Friday, June 19, 2015

Novel Review: What I Didn't Say by Keary Taylor

Rating (Out of 5): ~1.5
Genre: YA Contemporary Romance
Publisher: Self-Published/CreateSpace
Release Date: 2012
Spoilers?: Not really.
Buy it here: Amazon. Barnes and Noble.

Goodreads Synopsis:

Getting drunk homecoming night your senior year is never a good idea, but Jake Hayes never expected it all to end with a car crash and a t-post embedded in his throat. His biggest regret about it all? What he never said to Samantha Shay. He's been in love with her for years and never had the guts to tell her. Now it's too late. Because after that night, Jake will never be able to talk again. When Jake returns to his small island home, population 5,000, he'll have to learn how to deal with being mute. He also finds that his family isn't limited to his six brothers and sisters, that sometimes an entire island is watching out for you. And when he gets the chance to spend more time with Samantha, she'll help him learn that not being able to talk isn't the worst thing that could ever happen to you. Maybe, if she'll let him, Jake will finally tell her what he didn't say before, even if he can't actually say it.

The Cover:

I think the cover is super cute. The color, the close up on the faces, the notebook reference. I think it works for the book, and it's very cute and eye-catching. And since the book focuses so much on the romance, I suppose it fits.


I expected to like this book. I expected to like it a lot, once I started it. Which makes my disappointment that much more.
This is about Jake, who goes out with friends one night, gets drunk and one of them drives, and they crash. Jake loses his vocal chords from it, and can never speak again. And his biggest regret is that he didn’t tell the girl he liked how he felt.
I don’t even know where to start, honestly.
I guess, first of all, the technicalities of so much… There was just a lack of logic or research. One, with that the medical possibilities were much bigger than even mentioned. He’s given no choice but to be mute for the rest of his life, when he would actually have other options nowadays. It sounded vague to me, but even another reviewer mentioned several other options. Then there were a few things mentioned… like that he couldn’t learn Spanish now that he’s mute, because that’s only a spoken language? Then the mention that, when it’s snowing outside and Sam’s (the girl’s) pipes in her trailer aren’t frozen, just cause. There were a lot of mentions of how small the town he lived in was, and that everyone was really close and caring, and yet I didn’t really believe that when he got hurt, not to mention how no one noticed what was going on with Sam.
^^^^
■ Problem to solve
Rewrite the part of the review between "This is about" and "to start, honestly.", inclusive, with "friends" replaced by "classmates". The rows that follow are separate material, unrelated to the review.

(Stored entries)
^^^^
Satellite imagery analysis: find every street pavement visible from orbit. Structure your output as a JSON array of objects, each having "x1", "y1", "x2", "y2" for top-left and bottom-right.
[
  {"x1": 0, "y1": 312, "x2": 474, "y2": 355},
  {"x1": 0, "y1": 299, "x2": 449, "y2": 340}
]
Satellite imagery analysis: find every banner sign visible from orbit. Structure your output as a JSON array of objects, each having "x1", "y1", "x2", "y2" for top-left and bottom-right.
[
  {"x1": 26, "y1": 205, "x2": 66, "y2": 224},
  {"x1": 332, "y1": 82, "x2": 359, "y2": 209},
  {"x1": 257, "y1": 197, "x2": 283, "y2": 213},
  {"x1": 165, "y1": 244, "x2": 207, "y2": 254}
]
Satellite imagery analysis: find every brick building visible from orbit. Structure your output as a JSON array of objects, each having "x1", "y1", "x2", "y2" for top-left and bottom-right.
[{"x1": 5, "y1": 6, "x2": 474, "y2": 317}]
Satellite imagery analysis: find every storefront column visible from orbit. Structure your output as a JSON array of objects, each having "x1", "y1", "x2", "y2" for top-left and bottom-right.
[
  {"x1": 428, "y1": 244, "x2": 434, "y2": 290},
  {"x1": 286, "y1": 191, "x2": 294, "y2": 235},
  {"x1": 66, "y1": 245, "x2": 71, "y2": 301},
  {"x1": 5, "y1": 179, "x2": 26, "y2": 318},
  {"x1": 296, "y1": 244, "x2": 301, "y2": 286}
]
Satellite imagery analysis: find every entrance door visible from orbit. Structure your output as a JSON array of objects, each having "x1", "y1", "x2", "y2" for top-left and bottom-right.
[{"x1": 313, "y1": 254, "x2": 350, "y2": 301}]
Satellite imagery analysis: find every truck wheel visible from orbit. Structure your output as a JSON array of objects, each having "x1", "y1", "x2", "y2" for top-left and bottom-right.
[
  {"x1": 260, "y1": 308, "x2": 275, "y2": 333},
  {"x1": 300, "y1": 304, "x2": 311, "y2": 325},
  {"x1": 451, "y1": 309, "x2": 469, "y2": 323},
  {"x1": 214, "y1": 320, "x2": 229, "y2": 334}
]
^^^^
■ Solution to this problem
This is about Jake, who goes out with classmates one night, gets drunk and one of them drives, and they crash. Jake loses his vocal chords from it, and can never speak again. And his biggest regret is that he didn’t tell the girl he liked how he felt.
I don’t even know where to start, honestly.